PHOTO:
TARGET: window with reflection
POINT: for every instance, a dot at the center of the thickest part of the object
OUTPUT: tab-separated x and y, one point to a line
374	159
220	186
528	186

---

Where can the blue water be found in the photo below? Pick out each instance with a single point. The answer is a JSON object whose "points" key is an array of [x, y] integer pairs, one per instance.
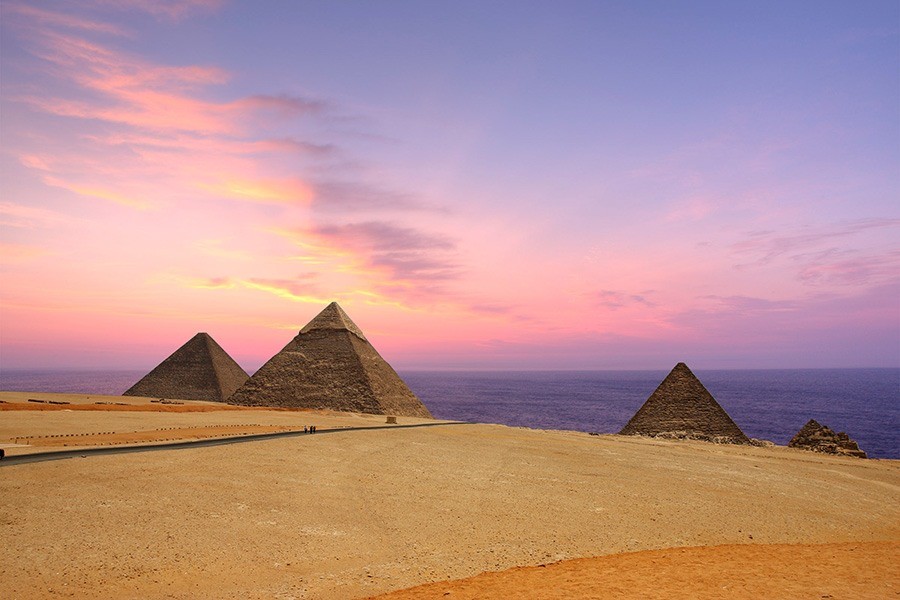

TASK GOAL: Gather every line of the records that contains the string "with", matching case exactly.

FINISHED ANSWER:
TARGET: window with reflection
Where can the blue water be found in the photo below? Pick out each instance with a single point. The answer is a JSON object whose "points" key is an array of [x, y] integer pairs, one per instance.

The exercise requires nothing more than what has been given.